**Consignes de l'exercice:**
(1) Transcrivez fidèlement le passage du compte rendu sur l'ouvrage De l'athéisme qui commence par « Conclusion ? Aucune. » et se poursuit jusqu'à « Łódź (mars 2016). ».
(2) Rédigez la suite du compte rendu sur l'ouvrage De l'athéisme, en reprenant immédiatement après sa dernière phrase.

Suit une intervention d’Alain (Georges) lors d’un colloque
en Pologne, sur Sade, Octave Mirbeau et Vailland, sous-titrée « La domination
des cerveaux et des corps ». Puis le dialogue « entre un prêtre et
un moribond », de Sade, précède l’article « Athéisme » de Gustave
Brocher dans L’Encyclopédie anarchiste (de Sébastien Faure et alii).
Conclusion ? Aucune. Leduc nous épargne de rajouter ses
grains de sels et de nous baigner dans un récapitulatif universitaire (bien forcé,
au cours de sa carrière, il a su faire…) qui paraphraserait et élargirait, à
coups d’autres références savantes, sa communication de Łódź (mars 2016).
Livre « ovni » donc, qui tient de la mini-anthologie,
avec apports des recherches ultérieures de l’auteur sur Vailland et « les
siens », ou ses contradicteurs. C’est preste, fort enlevé (sur Mauriac,
par exemple : « Il y a toujours un Mauriac qui pointe quand
giclotte de l’eau bénite… » ; sur Paulhan et Caillois, lequel « essaye
de mettre un peu d’huile de mangue dans les rouages en silex »).
Avec Élizabeth Legros-Chapuis (voir aussi son texte sur ce livre), Alain est le cofondateur-animateur
du site consacré à Roger Vailland… J’imagine
que plus autorisé que moi-même y évoquera ce De l’athéisme.
Peut-être en reprenant ce passage (qui renvoie à Wittgenstein,
supra) : « La religion serait-elle la doxa, qu’un
être-sans-dieu se sente ficelé par la sémantique, qui lui impose de se définir
vis-à-vis de cette hypothétique figure de l’autorité et de la domination ? ».
Leduc questionne, ses choix de textes répondent.

**Lignes de données:**

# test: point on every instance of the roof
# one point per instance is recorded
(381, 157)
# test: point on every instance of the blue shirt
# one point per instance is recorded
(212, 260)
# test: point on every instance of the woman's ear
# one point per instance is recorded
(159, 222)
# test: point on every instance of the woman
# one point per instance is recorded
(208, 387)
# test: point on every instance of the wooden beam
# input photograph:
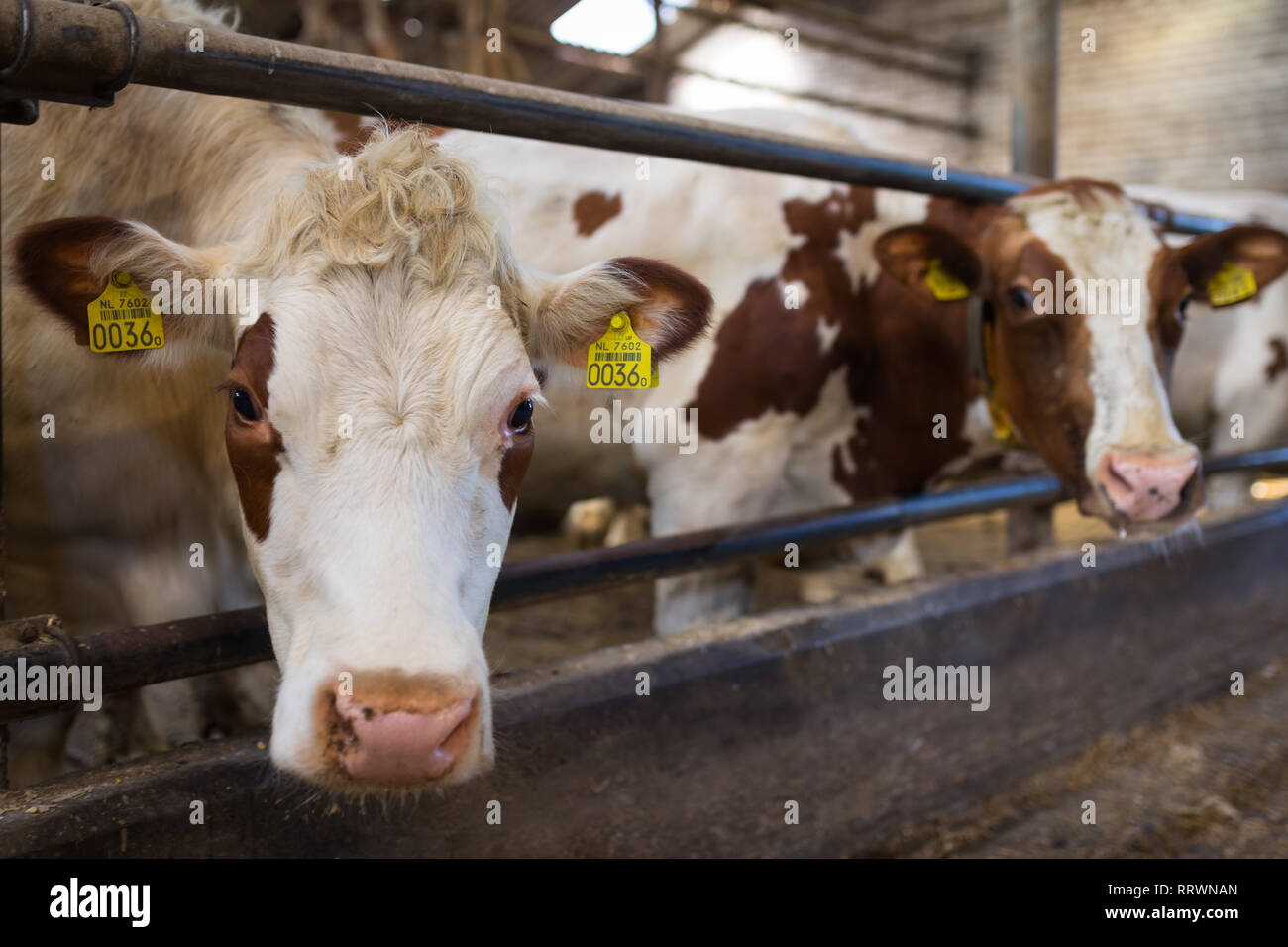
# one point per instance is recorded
(1034, 27)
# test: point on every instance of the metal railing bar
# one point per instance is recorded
(146, 655)
(267, 69)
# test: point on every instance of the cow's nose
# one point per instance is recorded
(391, 745)
(1144, 487)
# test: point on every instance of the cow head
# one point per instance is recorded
(1083, 307)
(378, 423)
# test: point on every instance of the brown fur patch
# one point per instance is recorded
(1042, 363)
(903, 356)
(253, 446)
(53, 262)
(592, 210)
(677, 311)
(514, 466)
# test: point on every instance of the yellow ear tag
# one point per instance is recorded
(121, 318)
(1232, 285)
(619, 359)
(1003, 431)
(945, 286)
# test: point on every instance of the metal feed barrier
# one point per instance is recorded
(84, 54)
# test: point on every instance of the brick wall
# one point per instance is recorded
(1173, 90)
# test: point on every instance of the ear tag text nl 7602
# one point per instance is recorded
(619, 359)
(944, 286)
(121, 318)
(1232, 285)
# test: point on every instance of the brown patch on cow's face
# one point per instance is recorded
(1278, 361)
(53, 262)
(1042, 363)
(1168, 292)
(592, 210)
(677, 311)
(966, 219)
(252, 440)
(903, 356)
(514, 466)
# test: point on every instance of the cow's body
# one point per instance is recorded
(102, 517)
(853, 388)
(780, 407)
(368, 441)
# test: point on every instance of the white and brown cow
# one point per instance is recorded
(835, 375)
(368, 441)
(1231, 382)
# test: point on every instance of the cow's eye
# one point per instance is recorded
(522, 416)
(244, 406)
(1020, 298)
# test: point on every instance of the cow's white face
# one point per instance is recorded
(378, 424)
(377, 432)
(1089, 309)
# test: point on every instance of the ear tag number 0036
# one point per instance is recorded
(121, 318)
(1232, 285)
(619, 359)
(945, 286)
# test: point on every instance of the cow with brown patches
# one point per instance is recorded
(840, 368)
(362, 457)
(1231, 377)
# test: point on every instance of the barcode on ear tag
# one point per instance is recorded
(1232, 285)
(944, 286)
(619, 359)
(121, 318)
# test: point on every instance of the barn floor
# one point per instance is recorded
(1206, 780)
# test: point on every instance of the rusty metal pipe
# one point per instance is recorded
(76, 52)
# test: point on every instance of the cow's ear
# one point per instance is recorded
(930, 261)
(67, 263)
(1234, 264)
(567, 313)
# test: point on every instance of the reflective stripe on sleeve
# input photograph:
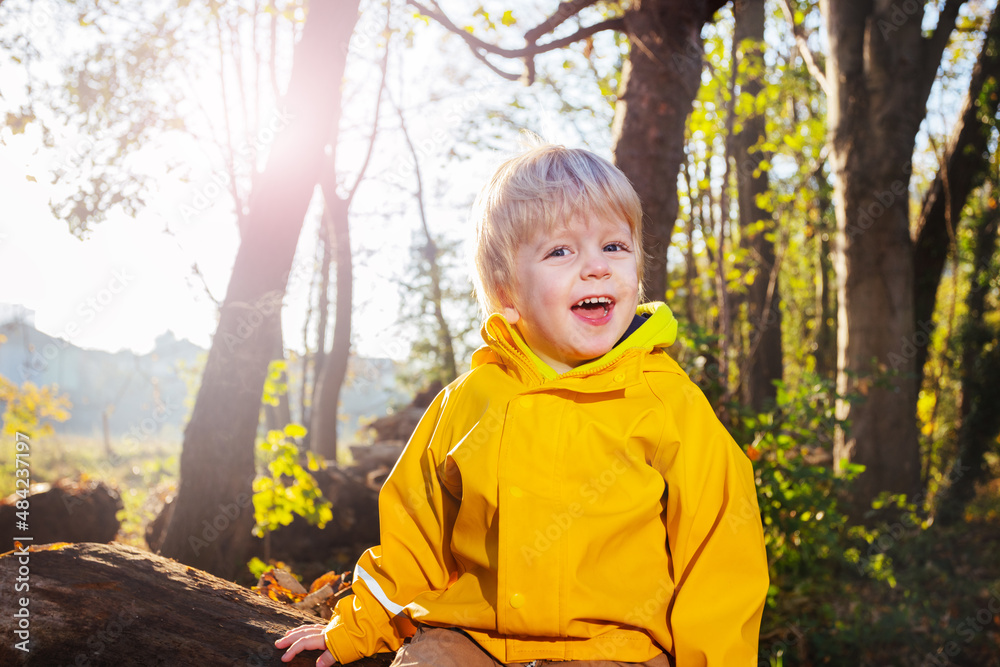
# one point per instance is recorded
(377, 591)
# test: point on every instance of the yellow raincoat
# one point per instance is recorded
(601, 514)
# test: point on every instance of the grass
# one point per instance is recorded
(142, 472)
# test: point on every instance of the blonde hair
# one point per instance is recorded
(538, 190)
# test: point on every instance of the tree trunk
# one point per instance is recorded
(277, 417)
(826, 337)
(980, 368)
(111, 605)
(764, 363)
(659, 82)
(880, 69)
(966, 158)
(319, 359)
(330, 378)
(210, 527)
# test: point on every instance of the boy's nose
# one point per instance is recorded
(596, 266)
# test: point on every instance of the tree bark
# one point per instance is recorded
(210, 527)
(331, 378)
(764, 363)
(965, 160)
(111, 605)
(659, 82)
(880, 70)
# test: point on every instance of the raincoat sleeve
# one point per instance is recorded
(416, 516)
(714, 534)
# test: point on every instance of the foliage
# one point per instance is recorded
(287, 489)
(31, 409)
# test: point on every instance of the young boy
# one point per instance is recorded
(572, 497)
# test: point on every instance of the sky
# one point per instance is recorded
(129, 281)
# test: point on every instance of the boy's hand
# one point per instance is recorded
(306, 638)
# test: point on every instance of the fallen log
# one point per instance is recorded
(65, 511)
(97, 605)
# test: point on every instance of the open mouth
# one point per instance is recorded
(594, 308)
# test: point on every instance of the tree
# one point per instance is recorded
(659, 81)
(217, 460)
(330, 372)
(962, 171)
(980, 340)
(879, 72)
(764, 363)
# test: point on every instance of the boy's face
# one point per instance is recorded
(577, 290)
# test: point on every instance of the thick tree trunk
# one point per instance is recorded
(880, 69)
(210, 527)
(764, 364)
(965, 161)
(110, 605)
(659, 82)
(331, 378)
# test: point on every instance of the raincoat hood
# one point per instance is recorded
(504, 345)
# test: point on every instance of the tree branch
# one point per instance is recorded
(802, 42)
(935, 44)
(566, 9)
(479, 47)
(378, 106)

**Réponses attendues:**
(1)
Conclusion ? Aucune. Leduc nous épargne de rajouter ses
grains de sels et de nous baigner dans un récapitulatif universitaire (bien forcé,
au cours de sa carrière, il a su faire…) qui paraphraserait et élargirait, à
coups d’autres références savantes, sa communication de Łódź (mars 2016).

(2)
Je ne sais si, au passage, l’auteur feint ou non d’être si
irrité par le ressassement du fait religieux (l’un des topiques qui, avec l’immobilier,
les salaries des cadres, fait l’objet de récurrents numéros spéciaux, et avec
le sexe, les choux gras de l’édition). Il le glisse sans s’attarder. En privé,
peut-être se contente-t-il de hausser les épaules.
Pour l’instant, avec Gabriel Matzneff, l’animation des
dîners en ville des Dugommier est mieux assurée que par la remise en cause de
la Trinité.
Vous aurez plus de chances d’interloquer en évoquant la proximité
de Matzneff avec Olivier Clément, le théologien orthodoxe. Comme l’exprime si
bien Gérard Leclerc sur Radio Notre-Dame, la liturgie orthodoxe « est
le seul secours qui puisse lui [Matzneff] tendre la main dans sa tragédie
actuelle. ».
Cela vous gave ? Armez-vous de ce De l’athéisme
et faites dévier sur l’épuration d’après la Libération. Enfin, tout dépendra de
qui sera à table (les mangas, en fonction de la moyenne d’âge, et les jeux
vidéo, seront sans doute des lieux communs plus appropriés).
De l’athéisme peut passer pour un livre de, pour
vieux. D’accord, mais verts (pas au sens DOM, Dirty Old Men). Dont le terreau vivifiant
reste la littérature, profane (n’excluant pas forcément Péguy, Maurice Clavel ou…
Martin-Chauffier, homme ô combien respectable). Laquelle vaut beaucoup mieux
que le militant Le Saint-Empire, de Vailland, pamphlet anti-capitalo-vaticanesque.
De l’athéisme est tout sauf un livre d’idolâtre (quel que soit l’humanisme
suprême).
C’est, chez Théolib, dans la collection « Résistances ».
Ou consistances.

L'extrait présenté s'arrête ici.